- _Job_: Arrange the lines of the records below as a JSON list of strings, one string per line and no blank lines. Start with the line containing "the plastic wrapped" and continue through the end of the records.

- _Lines of data_:
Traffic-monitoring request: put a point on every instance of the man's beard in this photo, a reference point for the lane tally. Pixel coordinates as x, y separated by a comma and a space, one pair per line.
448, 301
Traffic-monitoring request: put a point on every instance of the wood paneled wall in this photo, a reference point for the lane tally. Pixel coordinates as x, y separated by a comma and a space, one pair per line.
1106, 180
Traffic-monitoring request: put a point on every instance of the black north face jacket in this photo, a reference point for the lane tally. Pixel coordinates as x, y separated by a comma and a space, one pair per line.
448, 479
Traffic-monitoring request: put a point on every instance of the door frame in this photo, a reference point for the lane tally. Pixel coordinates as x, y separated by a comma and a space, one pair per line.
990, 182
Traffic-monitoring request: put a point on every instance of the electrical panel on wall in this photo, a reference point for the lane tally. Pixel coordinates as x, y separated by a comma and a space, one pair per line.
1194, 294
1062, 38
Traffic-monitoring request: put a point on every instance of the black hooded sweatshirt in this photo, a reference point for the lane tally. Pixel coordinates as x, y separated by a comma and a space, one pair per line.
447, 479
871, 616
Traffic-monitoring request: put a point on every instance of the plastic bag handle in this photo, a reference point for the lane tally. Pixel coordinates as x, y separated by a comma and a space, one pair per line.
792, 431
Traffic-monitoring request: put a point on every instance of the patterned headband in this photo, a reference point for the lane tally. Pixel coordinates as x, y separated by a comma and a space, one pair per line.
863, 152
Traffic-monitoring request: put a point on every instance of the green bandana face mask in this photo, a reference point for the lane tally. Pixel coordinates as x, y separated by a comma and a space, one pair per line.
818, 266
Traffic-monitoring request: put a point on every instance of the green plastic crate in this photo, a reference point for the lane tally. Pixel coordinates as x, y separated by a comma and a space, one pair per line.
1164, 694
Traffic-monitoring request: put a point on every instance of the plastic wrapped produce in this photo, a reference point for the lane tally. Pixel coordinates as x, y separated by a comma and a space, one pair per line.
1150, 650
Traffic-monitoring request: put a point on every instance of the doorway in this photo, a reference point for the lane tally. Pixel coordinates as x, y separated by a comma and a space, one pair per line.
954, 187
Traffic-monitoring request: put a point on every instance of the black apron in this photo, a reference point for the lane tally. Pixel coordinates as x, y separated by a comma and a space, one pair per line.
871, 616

- _Correct output_:
[
  "Traffic-monitoring request: put a point on every instance of the plastic wrapped produce in this photo, a reference point for the lane tally. Pixel coordinates as x, y separated by a comma and a space, one pair per line.",
  "1150, 650",
  "Traffic-monitoring request: put a point on every instance of the doorway in this photo, a reference point for the lane tally. Pixel coordinates as x, y separated by a comma and a space, one pair per line.",
  "954, 187",
  "Traffic-monitoring request: put a point on every instance of the black apron in this photo, a reference point for the lane tally. Pixel coordinates as x, y separated by a comma and a space, one pair per line.",
  "871, 616"
]